* [The task]: Please return each entry that follows exactly as given, but without pictures.

* [Natural language region descriptions]:
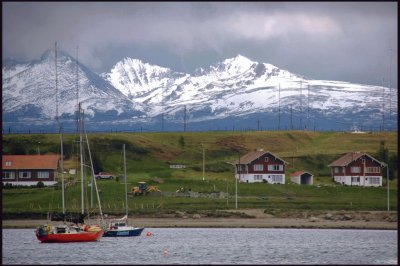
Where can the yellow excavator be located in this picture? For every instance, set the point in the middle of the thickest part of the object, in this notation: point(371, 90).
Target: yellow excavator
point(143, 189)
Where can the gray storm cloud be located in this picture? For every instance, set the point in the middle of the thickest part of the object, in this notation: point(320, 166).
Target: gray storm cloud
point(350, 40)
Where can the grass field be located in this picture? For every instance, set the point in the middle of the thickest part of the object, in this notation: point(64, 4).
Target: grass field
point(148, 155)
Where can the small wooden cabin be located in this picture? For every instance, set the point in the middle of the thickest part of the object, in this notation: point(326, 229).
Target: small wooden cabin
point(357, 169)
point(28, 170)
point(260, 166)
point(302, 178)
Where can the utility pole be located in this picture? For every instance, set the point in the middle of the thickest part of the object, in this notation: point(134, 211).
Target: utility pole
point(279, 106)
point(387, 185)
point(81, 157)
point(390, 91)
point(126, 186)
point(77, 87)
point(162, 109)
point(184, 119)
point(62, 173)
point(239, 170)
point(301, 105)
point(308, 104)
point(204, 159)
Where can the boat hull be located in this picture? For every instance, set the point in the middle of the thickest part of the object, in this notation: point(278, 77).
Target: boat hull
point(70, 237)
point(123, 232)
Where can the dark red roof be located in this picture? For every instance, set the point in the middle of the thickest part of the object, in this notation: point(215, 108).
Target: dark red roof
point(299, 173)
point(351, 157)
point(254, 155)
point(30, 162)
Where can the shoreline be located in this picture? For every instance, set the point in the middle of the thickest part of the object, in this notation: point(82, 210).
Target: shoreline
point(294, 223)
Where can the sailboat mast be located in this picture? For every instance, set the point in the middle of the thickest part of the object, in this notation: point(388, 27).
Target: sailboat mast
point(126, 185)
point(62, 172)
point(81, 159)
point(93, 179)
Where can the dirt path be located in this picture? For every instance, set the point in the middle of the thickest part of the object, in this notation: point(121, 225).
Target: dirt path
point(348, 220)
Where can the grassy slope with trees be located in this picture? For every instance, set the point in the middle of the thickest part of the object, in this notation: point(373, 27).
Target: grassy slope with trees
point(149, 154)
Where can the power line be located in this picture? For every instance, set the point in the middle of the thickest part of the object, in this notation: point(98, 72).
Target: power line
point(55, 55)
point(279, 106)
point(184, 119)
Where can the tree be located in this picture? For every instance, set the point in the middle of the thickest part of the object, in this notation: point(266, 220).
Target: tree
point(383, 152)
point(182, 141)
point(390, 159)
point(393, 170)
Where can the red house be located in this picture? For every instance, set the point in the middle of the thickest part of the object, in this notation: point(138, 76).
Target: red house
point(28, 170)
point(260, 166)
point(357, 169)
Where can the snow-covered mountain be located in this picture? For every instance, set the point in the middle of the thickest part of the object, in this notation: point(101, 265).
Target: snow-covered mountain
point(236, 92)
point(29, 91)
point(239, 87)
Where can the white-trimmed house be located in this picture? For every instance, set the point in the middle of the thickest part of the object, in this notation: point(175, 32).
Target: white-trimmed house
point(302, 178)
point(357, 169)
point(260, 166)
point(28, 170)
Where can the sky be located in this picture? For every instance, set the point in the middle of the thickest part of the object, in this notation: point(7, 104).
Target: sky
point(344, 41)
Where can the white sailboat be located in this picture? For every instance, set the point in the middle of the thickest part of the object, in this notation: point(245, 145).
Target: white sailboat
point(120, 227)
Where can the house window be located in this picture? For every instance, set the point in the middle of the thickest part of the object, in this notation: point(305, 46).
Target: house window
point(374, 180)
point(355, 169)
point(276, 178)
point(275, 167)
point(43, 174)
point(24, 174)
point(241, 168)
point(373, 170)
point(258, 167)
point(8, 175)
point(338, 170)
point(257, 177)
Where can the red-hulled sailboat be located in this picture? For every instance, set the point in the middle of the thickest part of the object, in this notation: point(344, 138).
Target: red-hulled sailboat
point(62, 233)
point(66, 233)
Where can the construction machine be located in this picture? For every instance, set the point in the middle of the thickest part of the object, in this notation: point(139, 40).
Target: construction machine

* [Result]:
Where can the yellow excavator be located in this picture? For every instance, set the point in the middle of the thickest part of the object, in this notation: point(371, 90).
Target: yellow excavator
point(143, 189)
Where can the gray storm cloud be located in this picture? For every instance, set the point in the middle of the thickest part of the object, in this notation: point(320, 166).
Target: gray storm cloud
point(350, 40)
Where can the grass field be located in this picture? For every instance, set the point in the middle of the thickest part of the object, in this notation: point(64, 4).
Target: grass field
point(148, 155)
Where can the small wooden cabin be located in this picture? For every instance, set the point in the middle of the thickest part of the object, in this notation: point(326, 229).
Target: small wooden cabin
point(357, 169)
point(28, 170)
point(260, 166)
point(302, 178)
Where can the utility pole be located in this picture? For every instance, set the point in the middle of the thickest part of the object, in this notation: point(134, 211).
Target: utility pole
point(279, 106)
point(387, 185)
point(81, 157)
point(390, 91)
point(126, 186)
point(77, 87)
point(162, 109)
point(184, 119)
point(62, 173)
point(239, 170)
point(301, 105)
point(308, 104)
point(204, 159)
Where can the boat hull be located in this picture? For every instance, set the point in the middle of the thickest part of the object, in this notation: point(278, 77).
Target: boat hull
point(70, 237)
point(123, 232)
Where can the dark red roof be located in this picture? For every instance, set the point in the middle of the thickest part of the object, in this notation: point(215, 108).
Target: dark red roof
point(299, 173)
point(351, 157)
point(254, 155)
point(30, 162)
Where can the shoreline be located in this picture? For every instance, set the point in the middle of the thickest part of the object, in this notation: point(82, 210).
Target: shoreline
point(294, 223)
Where can the sailboat mast be located in this picture? For every instance, set the point in the middle of the thickest part of the object, in this notation: point(388, 27).
Target: sailboat mast
point(126, 185)
point(62, 172)
point(81, 159)
point(93, 179)
Where can the dirt path be located in this picture? For every instance, set the point in the middle of the thickest part of the object, in this notation: point(121, 225).
Target: dirt path
point(348, 220)
Where can the grassy slope with trees be located in this picture? For every instance, set the point in the middle of the thickest part of the object, in this notation: point(373, 27).
Target: grassy slope with trees
point(149, 154)
Where can the power line be located in this picture? For every instance, set the point in the middle of the thickest part of the object, in this notation: point(98, 72).
Target: power line
point(55, 55)
point(279, 106)
point(184, 119)
Where can the tree be located in this picture? For every instance, set the point in the middle of the thickest part of the object, in this notation: point(266, 220).
Target: tree
point(383, 152)
point(182, 141)
point(390, 159)
point(393, 170)
Where can the red house be located in this picture? For every instance, set the point in the middle of the thickest part of the object, in this notation: point(138, 76).
Target: red house
point(28, 170)
point(260, 166)
point(357, 169)
Where can the snow-covered mountain be located in this picture? For every instance, set the point in the middle of the thickest part of the object, in this notation: point(101, 265).
Target: snow-covered mountain
point(236, 92)
point(29, 91)
point(239, 87)
Where can the white-trimmed house be located in this picture? For every instance, set the point in the middle of the thickest part of the object, in this notation: point(175, 32).
Target: white-trimmed house
point(302, 178)
point(357, 169)
point(260, 166)
point(28, 170)
Where can the sky be located in this picture? For every instance, set the point in the middle of the thickest part of the object, in this notation: point(7, 104).
Target: sky
point(344, 41)
Where can the white sailboat be located in this picture? For every instance, set the point in the middle of the thickest part of the object, in this notation: point(245, 145).
Target: white sailboat
point(120, 227)
Where can the house window be located in this picture? For every instance, set the point in the middle of the thickest part of the object, in this notation: point(305, 46).
Target: house window
point(374, 180)
point(355, 169)
point(276, 178)
point(275, 167)
point(43, 174)
point(24, 174)
point(241, 168)
point(373, 170)
point(258, 167)
point(8, 175)
point(338, 170)
point(257, 177)
Where can the red-hulled sailboat be located in this picture? For every instance, set the point in the middle of the thickest part of the object, in this notation: point(344, 138).
Target: red-hulled sailboat
point(62, 233)
point(66, 233)
Where can the construction machine be located in this picture? For every instance, set the point in the middle of the thickest part of the object, in this notation: point(139, 40).
Target: construction machine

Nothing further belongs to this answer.